++++ Material to process
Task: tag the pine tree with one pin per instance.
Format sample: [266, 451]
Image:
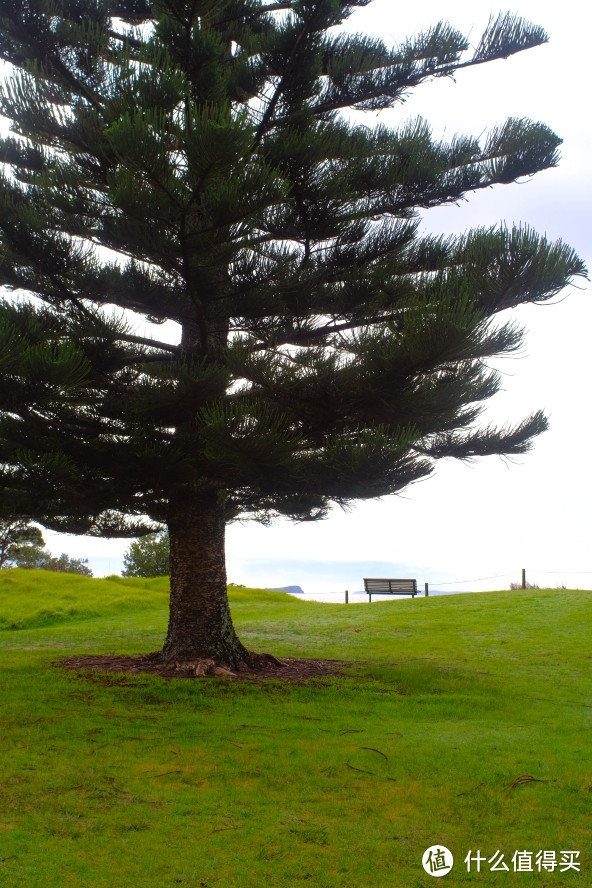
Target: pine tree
[17, 539]
[195, 162]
++++++++
** Task statement **
Write out the records above word for word, and leave the pictures out.

** Final result **
Task: tag the pine tree with one pin per instance.
Format sample: [266, 451]
Image:
Target: pine tree
[17, 539]
[195, 162]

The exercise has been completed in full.